■ TASKS AND EXERCISES
1. Please copy everything in the New York City passage from "Africans and African" down to "and industrial activity.".
2. List every ward that the New York City passage identifies by number.

■ DOCUMENT SEGMENT
* * *

New York City changed rapidly during the years that Seneca Village existed. Before the 1840s, most New Yorkers lived "downtown."


In the 1600s and 1700s, this was the area below Canal Street.

The population was diverse. There were distinctions of class, race, and ethnicity within the growing metropolis. The city had been divided into wards for administrative purposes, and people of European ancestry, such as the Dutch, English, and Irish from the north of Ireland, were clustered in the elegant 15th Ward (now the Washington Square area).

Africans and African Americans had for some time predominated in Five Points and Little Africa, both in the 6th Ward, which was near the African Burial Ground, as well as in parts of the 5th and 8th wards. But by the 1840s, these had become integrated communities of working people, including many recent Irish immigrants.

Areas like Five Points were hustling and bustling with business, commercial, and industrial activity.

* * *

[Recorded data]
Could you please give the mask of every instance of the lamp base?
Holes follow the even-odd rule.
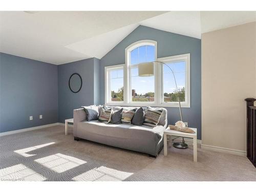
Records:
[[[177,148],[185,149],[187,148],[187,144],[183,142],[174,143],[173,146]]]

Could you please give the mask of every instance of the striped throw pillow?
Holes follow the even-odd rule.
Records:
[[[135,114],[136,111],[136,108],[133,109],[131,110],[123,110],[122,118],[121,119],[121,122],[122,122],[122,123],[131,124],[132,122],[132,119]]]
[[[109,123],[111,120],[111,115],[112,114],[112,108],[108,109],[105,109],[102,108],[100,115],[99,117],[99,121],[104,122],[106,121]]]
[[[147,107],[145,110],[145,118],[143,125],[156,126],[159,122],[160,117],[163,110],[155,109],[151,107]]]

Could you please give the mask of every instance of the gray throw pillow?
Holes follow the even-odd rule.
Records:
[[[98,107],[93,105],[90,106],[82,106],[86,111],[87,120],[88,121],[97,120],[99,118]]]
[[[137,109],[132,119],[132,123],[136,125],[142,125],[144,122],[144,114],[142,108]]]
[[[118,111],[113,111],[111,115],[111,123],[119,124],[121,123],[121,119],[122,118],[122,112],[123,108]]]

* * *

■ SOLVED TASKS
1.
Africans and African Americans had for some time predominated in Five Points and Little Africa, both in the 6th Ward, which was near the African Burial Ground, as well as in parts of the 5th and 8th wards. But by the 1840s, these had become integrated communities of working people, including many recent Irish immigrants.

Areas like Five Points were hustling and bustling with business, commercial, and industrial activity.

2.
15th Ward
6th Ward
5th Ward
8th Ward